━━━ Data entries

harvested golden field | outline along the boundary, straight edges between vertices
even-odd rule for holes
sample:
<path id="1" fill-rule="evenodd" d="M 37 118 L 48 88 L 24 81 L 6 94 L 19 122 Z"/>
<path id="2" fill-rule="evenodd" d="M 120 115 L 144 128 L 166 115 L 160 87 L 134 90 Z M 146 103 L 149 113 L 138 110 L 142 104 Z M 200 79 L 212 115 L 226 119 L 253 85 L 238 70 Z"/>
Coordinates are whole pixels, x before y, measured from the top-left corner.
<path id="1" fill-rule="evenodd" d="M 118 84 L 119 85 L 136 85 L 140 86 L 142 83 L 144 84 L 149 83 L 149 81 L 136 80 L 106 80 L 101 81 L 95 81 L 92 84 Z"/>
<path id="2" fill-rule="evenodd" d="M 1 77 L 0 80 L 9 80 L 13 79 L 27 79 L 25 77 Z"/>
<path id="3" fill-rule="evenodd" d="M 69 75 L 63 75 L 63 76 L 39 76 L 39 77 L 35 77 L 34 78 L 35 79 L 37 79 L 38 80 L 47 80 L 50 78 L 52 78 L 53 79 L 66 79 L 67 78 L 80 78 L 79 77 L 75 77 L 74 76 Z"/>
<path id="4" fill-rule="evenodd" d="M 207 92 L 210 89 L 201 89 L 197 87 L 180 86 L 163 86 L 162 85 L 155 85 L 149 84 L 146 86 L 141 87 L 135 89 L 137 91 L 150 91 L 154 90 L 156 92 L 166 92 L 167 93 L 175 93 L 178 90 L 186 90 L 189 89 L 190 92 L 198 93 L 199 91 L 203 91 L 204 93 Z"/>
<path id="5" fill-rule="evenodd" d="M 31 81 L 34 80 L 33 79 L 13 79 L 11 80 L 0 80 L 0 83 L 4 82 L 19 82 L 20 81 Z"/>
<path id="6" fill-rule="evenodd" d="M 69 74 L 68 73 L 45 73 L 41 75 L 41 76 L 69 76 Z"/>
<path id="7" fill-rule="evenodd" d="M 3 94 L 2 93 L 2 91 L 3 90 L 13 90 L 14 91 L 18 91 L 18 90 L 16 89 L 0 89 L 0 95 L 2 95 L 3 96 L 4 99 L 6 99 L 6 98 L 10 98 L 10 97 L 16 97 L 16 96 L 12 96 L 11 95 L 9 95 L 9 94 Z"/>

━━━━━━

Stated goal:
Copy every line of the items above without a single change.

Result of the task:
harvested golden field | outline along the boundary, straight edges between vertices
even-odd rule for holes
sample:
<path id="1" fill-rule="evenodd" d="M 37 118 L 48 88 L 24 81 L 6 94 L 19 122 Z"/>
<path id="2" fill-rule="evenodd" d="M 120 115 L 144 128 L 166 115 L 160 87 L 134 90 Z M 146 103 L 149 113 L 138 110 L 142 104 Z M 200 79 L 212 115 L 226 119 L 253 85 L 238 70 Z"/>
Coordinates are whole pixels, x before y, measured from the top-left corner.
<path id="1" fill-rule="evenodd" d="M 118 84 L 119 85 L 136 85 L 140 86 L 142 83 L 144 84 L 149 83 L 149 81 L 136 80 L 106 80 L 101 81 L 95 81 L 92 84 Z"/>
<path id="2" fill-rule="evenodd" d="M 1 77 L 0 80 L 9 80 L 13 79 L 27 79 L 25 77 Z"/>
<path id="3" fill-rule="evenodd" d="M 69 75 L 63 75 L 63 76 L 39 76 L 39 77 L 35 77 L 34 78 L 35 79 L 37 79 L 38 80 L 47 80 L 50 78 L 52 78 L 53 79 L 66 79 L 67 78 L 80 78 L 79 77 L 75 77 L 74 76 Z"/>
<path id="4" fill-rule="evenodd" d="M 207 92 L 210 89 L 201 89 L 197 87 L 180 86 L 163 86 L 162 85 L 155 85 L 149 84 L 146 86 L 141 87 L 135 89 L 137 91 L 150 91 L 154 90 L 156 92 L 166 92 L 167 93 L 175 93 L 178 90 L 186 90 L 189 89 L 190 92 L 198 93 L 199 91 L 203 91 L 204 93 Z"/>
<path id="5" fill-rule="evenodd" d="M 31 81 L 34 80 L 33 79 L 13 79 L 11 80 L 0 80 L 0 83 L 4 82 L 19 82 L 20 81 Z"/>
<path id="6" fill-rule="evenodd" d="M 69 74 L 68 73 L 45 73 L 41 75 L 41 76 L 69 76 Z"/>
<path id="7" fill-rule="evenodd" d="M 3 94 L 2 93 L 2 91 L 3 90 L 13 90 L 14 91 L 18 91 L 18 90 L 16 89 L 0 89 L 0 95 L 2 95 L 3 96 L 4 99 L 6 99 L 6 98 L 10 98 L 10 97 L 16 97 L 16 96 L 12 96 L 11 95 L 9 95 L 9 94 Z"/>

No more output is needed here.